The request: Present every line of the entries below as a JSON list of strings, one string per line, omitting blank lines and leaving out the pictures.

——

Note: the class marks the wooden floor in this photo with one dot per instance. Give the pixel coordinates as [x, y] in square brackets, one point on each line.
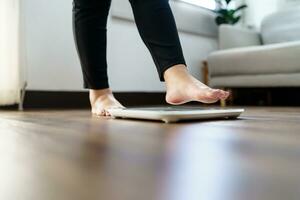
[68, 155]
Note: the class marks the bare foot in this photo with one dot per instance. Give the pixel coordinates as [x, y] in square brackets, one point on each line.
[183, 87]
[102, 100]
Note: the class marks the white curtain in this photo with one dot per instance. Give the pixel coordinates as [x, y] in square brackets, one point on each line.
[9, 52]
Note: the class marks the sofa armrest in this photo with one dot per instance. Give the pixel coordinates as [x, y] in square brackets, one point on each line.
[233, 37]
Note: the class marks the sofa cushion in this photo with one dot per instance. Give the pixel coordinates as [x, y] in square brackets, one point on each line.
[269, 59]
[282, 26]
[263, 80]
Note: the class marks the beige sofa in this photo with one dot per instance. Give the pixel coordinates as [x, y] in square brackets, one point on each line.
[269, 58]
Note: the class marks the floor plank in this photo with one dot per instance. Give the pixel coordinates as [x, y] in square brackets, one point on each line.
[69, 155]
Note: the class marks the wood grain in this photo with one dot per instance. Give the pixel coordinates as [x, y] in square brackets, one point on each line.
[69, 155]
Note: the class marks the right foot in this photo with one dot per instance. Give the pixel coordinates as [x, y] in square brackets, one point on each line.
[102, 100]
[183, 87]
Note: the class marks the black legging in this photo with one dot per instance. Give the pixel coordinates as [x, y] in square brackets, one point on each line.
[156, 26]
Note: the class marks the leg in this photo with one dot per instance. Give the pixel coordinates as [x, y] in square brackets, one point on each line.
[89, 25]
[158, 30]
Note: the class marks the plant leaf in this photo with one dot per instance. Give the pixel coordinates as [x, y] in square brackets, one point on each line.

——

Result:
[
  "Note: the class marks the wooden floor in this photo with one dot per instance. Give the pixel coordinates as [x, y] in square brackets, one point on each line.",
  "[68, 155]",
  "Note: the class marks the bare foot in this photo with one dot per instance. Give the pixel coordinates as [x, y] in square brackets, one point on each line.",
  "[183, 87]",
  "[102, 100]",
  "Note: the class marks the white curtain in this photo with one dot per instance. Give the pixel coordinates as [x, y] in square brackets, one point on each line.",
  "[9, 52]",
  "Note: the class marks the sofa armrest in this photo with one dot per instance. Give the pixel coordinates as [x, y] in square brackets, one point on each line.",
  "[233, 37]",
  "Note: the class marks the sofa cushion in this photo with one dot per instance. Give the pixel coordinates as [x, y] in square brackets, one point on each line.",
  "[269, 59]",
  "[282, 26]",
  "[263, 80]",
  "Note: the class marks the beige sofa in this photo with one dot per instance. Give the pixel coordinates as [x, y] in square brackets, one point on each line.",
  "[269, 58]",
  "Note: the class marks the floor plank in this photo with one dot per instance. Give the pixel coordinates as [x, y] in square brackets, one point on each line.",
  "[69, 155]",
  "Note: the class marks the wood grain in this photo with one dot per instance. Give the pixel coordinates as [x, y] in square brackets, one point on each line.",
  "[69, 155]",
  "Note: the class marks the right foot in this photo with one dot per instance. Give the pixel coordinates as [x, y] in square brackets, one point on each line.",
  "[102, 100]",
  "[183, 87]",
  "Note: the class marks the black legging in this photo with one dot per instance. Give the pixel coordinates as [x, y] in square brackets, one point on each line.",
  "[156, 26]",
  "Note: the class marks the leg in this photo with one dot per instance. Give the pixel coordinates as [x, y] in square brackets, one point on each line.",
  "[89, 25]",
  "[158, 30]",
  "Note: the class marks the plant leaf in this photo with one dot per instance. Give the pixel coordinates as [x, y] in square brackets, one point on each line."
]